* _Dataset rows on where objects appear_
────────

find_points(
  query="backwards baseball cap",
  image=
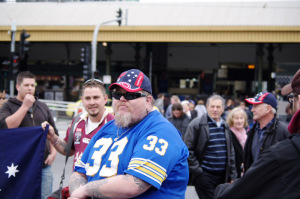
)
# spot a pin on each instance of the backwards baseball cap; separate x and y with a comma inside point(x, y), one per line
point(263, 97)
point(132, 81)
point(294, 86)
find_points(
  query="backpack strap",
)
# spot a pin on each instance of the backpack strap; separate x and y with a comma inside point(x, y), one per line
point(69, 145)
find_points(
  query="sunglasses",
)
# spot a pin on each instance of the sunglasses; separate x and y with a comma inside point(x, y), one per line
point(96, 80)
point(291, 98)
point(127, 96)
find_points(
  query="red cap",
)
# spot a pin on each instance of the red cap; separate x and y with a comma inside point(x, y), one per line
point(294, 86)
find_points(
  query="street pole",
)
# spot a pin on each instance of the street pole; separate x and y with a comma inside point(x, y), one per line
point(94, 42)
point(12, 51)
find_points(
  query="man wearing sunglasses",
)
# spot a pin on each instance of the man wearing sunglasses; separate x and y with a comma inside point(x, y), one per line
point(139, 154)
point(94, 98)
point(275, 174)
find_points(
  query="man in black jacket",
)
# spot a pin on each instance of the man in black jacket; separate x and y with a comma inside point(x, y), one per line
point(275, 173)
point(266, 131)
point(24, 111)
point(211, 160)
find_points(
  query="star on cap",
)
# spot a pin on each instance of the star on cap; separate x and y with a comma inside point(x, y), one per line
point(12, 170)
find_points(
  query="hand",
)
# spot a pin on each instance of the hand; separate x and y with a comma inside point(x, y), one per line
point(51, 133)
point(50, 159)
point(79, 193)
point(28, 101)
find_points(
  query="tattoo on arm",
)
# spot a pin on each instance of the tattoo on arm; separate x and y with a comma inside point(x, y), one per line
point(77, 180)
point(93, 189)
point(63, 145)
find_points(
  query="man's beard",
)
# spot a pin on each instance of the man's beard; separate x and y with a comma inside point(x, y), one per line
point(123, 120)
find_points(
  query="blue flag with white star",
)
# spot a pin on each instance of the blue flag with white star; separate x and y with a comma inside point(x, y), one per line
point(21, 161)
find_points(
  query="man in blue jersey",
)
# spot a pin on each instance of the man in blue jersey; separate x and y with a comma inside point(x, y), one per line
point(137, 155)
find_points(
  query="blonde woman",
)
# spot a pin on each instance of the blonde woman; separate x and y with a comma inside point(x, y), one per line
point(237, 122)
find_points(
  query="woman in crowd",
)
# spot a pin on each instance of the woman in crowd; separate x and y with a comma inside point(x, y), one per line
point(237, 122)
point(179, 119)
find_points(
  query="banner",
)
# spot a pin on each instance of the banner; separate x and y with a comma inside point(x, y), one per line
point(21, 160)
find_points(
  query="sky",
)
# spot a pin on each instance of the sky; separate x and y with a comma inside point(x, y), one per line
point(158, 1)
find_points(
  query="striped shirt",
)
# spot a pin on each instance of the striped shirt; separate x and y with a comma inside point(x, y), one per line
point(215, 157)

────────

* _SET EXERCISE_
Extract all the entries word for word; omit any pictures.

* _FULL ANSWER_
find_points(
  query="backwards baseball cap",
  image=
)
# spot a pin on each instance of the backwards baseball cap; separate x and y with a comma inside point(x, y), one per line
point(263, 97)
point(132, 81)
point(294, 86)
find_points(
  query="backpack strap",
)
# spot a pin on each instance of the backpack strap; separate x and y with a comma inside point(x, y), one per line
point(69, 145)
find_points(
  query="sunglasses",
)
# spot a pin on each instance of the sunglasses; separate x and y with a comma inside point(x, y), one per line
point(96, 80)
point(291, 98)
point(127, 96)
find_points(
  query="red cap",
)
# spot a pin on each instance of the red cap; separate x and y with a comma inside point(x, y), one per line
point(294, 86)
find_points(
  query="street pole",
)
# spot a pin on each instance of the street pole; separate x and y with a comma inside point(x, y), one per line
point(94, 42)
point(12, 51)
find_points(
  query="man wearing sunglasses",
)
# spot a pin on each instance of the man wearing sunglasses; separate x and y with a comma inside point(x, y), one per line
point(139, 154)
point(94, 98)
point(275, 174)
find_points(
  query="man in black jacket",
)
# spot a pin on each instance of the man in black jacket; separate x and y with a comma inside point(x, y), one per line
point(275, 173)
point(266, 131)
point(24, 111)
point(211, 160)
find_points(
  query="star on cap",
)
# spot a pin on each instance of the star on cap; separate x and y with a comma inside point(x, y), one per line
point(12, 170)
find_points(
  query="hand",
)
# spot a pin on each instance of the hand; separate x and y with a comma inside point(x, y), one per line
point(51, 133)
point(50, 159)
point(79, 193)
point(28, 101)
find_points(
  query="tattoo on arm",
)
# spot a pin on each instance of the tattoo on arm; separate x and y with a comma inside point(x, y), one per line
point(77, 180)
point(93, 189)
point(63, 145)
find_points(
  query="man's beard",
)
# spot a pin on each instance of the man's beard; separate x and y with a comma inside point(x, y), one per line
point(123, 120)
find_points(
  query="blue flag with white star",
)
# spot a pin on each instance of the blue flag with white star; separate x and y with a comma inside point(x, y), one per line
point(21, 161)
find_points(
  query="man in blue jersey",
)
# spot a pin on each instance of the man in blue jersey; separate x and y with a comma inside point(x, y), one per line
point(137, 155)
find_points(
  query="blonde woman",
)
# spot a pin on each instance of the blonde woman; separate x and y with a comma inside point(x, y), one per line
point(237, 122)
find_points(
  query="woman in crowd",
)
# spot a pin on each instance of the woman in crowd; separate x and y with a comma inside point(x, y), one per line
point(237, 122)
point(179, 119)
find_points(
  query="banner",
)
# spot a pin on each instance of the banner; separate x and y with a comma inside point(x, y), one per line
point(21, 160)
find_points(
  query="sky",
)
# spot a pin on each instance of the sky; separate x and y with a comma inside point(x, y), one per line
point(158, 1)
find_points(
  query="striped shirt",
)
# spot a pin on each instance of the striped shirt; separate x and y with a comma inside point(x, y), one per line
point(215, 157)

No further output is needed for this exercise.